Render every line of the rows below as a Markdown table with two columns, Row number and Line text, leaving out blank lines.

— Start of Supplied material —

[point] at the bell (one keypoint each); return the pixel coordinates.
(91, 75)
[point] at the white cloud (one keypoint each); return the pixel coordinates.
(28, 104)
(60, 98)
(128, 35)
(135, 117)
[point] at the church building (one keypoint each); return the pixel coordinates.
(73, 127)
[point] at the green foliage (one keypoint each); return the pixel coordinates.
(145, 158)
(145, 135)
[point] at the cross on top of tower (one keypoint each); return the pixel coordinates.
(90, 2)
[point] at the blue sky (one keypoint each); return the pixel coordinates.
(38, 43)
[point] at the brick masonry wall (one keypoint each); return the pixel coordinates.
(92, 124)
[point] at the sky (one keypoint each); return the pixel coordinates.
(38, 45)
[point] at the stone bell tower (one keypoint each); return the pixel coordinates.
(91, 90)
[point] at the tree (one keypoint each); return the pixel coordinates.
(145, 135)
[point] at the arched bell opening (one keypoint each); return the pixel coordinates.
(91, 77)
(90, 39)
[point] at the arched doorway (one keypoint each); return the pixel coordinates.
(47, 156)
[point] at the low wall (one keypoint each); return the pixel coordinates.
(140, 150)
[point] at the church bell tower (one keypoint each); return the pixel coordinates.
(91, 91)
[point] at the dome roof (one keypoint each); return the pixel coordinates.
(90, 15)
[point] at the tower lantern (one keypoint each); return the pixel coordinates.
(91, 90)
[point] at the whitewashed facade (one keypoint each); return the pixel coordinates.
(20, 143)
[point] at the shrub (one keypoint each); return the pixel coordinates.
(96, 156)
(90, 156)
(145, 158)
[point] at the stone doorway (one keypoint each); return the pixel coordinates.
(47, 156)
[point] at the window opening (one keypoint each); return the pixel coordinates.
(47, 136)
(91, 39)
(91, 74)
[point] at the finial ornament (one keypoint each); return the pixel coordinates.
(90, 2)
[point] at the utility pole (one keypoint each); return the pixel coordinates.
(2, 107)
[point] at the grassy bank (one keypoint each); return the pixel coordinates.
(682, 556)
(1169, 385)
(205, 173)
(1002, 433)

— End of Supplied material —

Task result —
| Row number | Line text |
|---|---|
| 1 | [point] at the bell (one keypoint each); return the pixel coordinates. |
| 2 | (91, 75) |
| 3 | [point] at the white cloud (one keypoint each); return the pixel coordinates. |
| 4 | (28, 104) |
| 5 | (60, 98) |
| 6 | (128, 35) |
| 7 | (135, 117) |
| 8 | [point] at the church building (one keypoint each); return the pixel coordinates. |
| 9 | (73, 127) |
| 10 | [point] at the green foliage (one keypoint each); return the pixel coordinates. |
| 11 | (145, 158) |
| 12 | (145, 135) |
| 13 | [point] at the cross on top of tower (one keypoint each); return the pixel coordinates. |
| 14 | (90, 2) |
| 15 | [point] at the blue sky (one keypoint each); return the pixel coordinates. |
| 16 | (38, 43) |
| 17 | [point] at the brick masonry wall (one keypoint each); return the pixel coordinates. |
| 18 | (92, 124) |
| 19 | [point] at the sky (one keypoint each); return the pixel coordinates. |
| 20 | (38, 45) |
| 21 | [point] at the stone bell tower (one keypoint each); return the pixel coordinates. |
| 22 | (91, 90) |
| 23 | [point] at the tree (one keypoint each); return the pixel coordinates. |
| 24 | (145, 135) |
| 25 | [point] at the arched bell opening (one keypoint each); return the pixel coordinates. |
| 26 | (91, 77) |
| 27 | (90, 39) |
| 28 | [point] at the arched doorway (one keypoint each); return the pixel coordinates. |
| 29 | (47, 156) |
| 30 | [point] at the low wall (one keypoint each); return the pixel coordinates. |
| 31 | (140, 150) |
| 32 | [point] at the church bell tower (one keypoint each); return the pixel coordinates. |
| 33 | (91, 91) |
| 34 | [point] at the dome roof (one keypoint each); return the pixel coordinates. |
| 35 | (90, 15) |
| 36 | [point] at the tower lantern (one keypoint each); return the pixel coordinates. |
| 37 | (91, 90) |
| 38 | [point] at the whitewashed facade (one keypoint each); return the pixel coordinates. |
| 39 | (20, 143) |
| 40 | [point] at the shrub (one keypoint each); return the pixel coordinates. |
| 41 | (96, 156) |
| 42 | (90, 156) |
| 43 | (145, 158) |
| 44 | [point] at the stone doorway (one keypoint each); return the pixel coordinates. |
| 45 | (47, 156) |
| 46 | [point] at the window opening (one keypoint each); return the pixel coordinates. |
| 47 | (47, 136) |
| 48 | (91, 39) |
| 49 | (91, 74) |
| 50 | [point] at the finial ornament (one keypoint each); return the pixel coordinates. |
| 51 | (90, 2) |
| 52 | [point] at the utility pole (one keypoint each); return the pixel coordinates. |
| 53 | (2, 107) |
| 54 | [point] at the grassy bank (one keypoint each); return the pixel coordinates. |
| 55 | (682, 556) |
| 56 | (1169, 385) |
| 57 | (205, 173) |
| 58 | (1002, 433) |